--- BEGIN Exercise materials ---
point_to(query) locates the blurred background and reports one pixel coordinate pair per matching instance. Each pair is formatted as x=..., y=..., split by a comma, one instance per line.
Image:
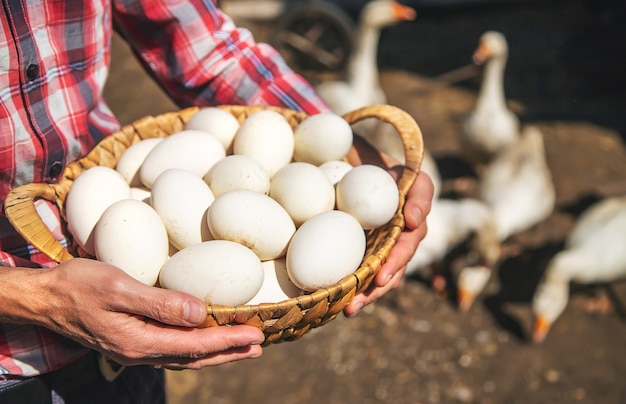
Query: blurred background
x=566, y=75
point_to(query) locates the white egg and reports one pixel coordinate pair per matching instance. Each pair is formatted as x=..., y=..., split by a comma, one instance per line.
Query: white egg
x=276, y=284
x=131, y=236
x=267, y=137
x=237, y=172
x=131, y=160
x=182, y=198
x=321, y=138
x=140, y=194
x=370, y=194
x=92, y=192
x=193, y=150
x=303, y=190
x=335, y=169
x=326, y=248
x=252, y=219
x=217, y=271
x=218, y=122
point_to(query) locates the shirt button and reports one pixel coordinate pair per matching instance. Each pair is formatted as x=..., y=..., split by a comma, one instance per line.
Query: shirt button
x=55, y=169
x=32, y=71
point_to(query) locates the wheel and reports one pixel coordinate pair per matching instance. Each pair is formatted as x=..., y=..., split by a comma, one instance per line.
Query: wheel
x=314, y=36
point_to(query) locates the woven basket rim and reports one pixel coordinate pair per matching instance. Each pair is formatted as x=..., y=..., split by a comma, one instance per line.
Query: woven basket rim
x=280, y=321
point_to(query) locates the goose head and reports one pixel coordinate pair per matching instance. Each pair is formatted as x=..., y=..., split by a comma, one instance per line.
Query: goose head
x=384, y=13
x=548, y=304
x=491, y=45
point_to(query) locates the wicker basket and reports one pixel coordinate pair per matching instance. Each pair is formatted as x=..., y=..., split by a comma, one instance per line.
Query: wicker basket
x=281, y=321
--- END Exercise materials ---
* Given problem: Convert the lines above, from the first one through the line containing "x=314, y=36", into a numbered list. Leave out blank lines and the pictures.

* The output:
1. point_to(query) locates the blurred background and reports one pixel coordinate pair per matching instance. Each pair is formatted as x=..., y=..., split by a comma, one instance per line.
2. Image:
3. Query: blurred background
4. x=566, y=75
5. point_to(query) locates the white egg and reports one pixel coordinate pair per matching instance. Each pair is formatted as x=..., y=..., split by a comma, one instance per line.
6. Query: white egg
7. x=276, y=284
8. x=131, y=236
9. x=267, y=137
10. x=237, y=172
11. x=131, y=160
12. x=182, y=198
13. x=321, y=138
14. x=140, y=194
15. x=370, y=194
16. x=92, y=192
17. x=193, y=150
18. x=303, y=190
19. x=335, y=169
20. x=326, y=248
21. x=252, y=219
22. x=217, y=271
23. x=218, y=122
24. point_to(query) locates the shirt button and reports one pixel coordinate pair per matching instance. Each pair is formatted as x=..., y=..., split by a comma, one instance per line.
25. Query: shirt button
26. x=55, y=169
27. x=32, y=71
28. point_to(query) locates the wheel and reports one pixel coordinate pair per matching instance. Each pair is formatted as x=..., y=..., split by a comma, one instance per line.
29. Query: wheel
30. x=314, y=36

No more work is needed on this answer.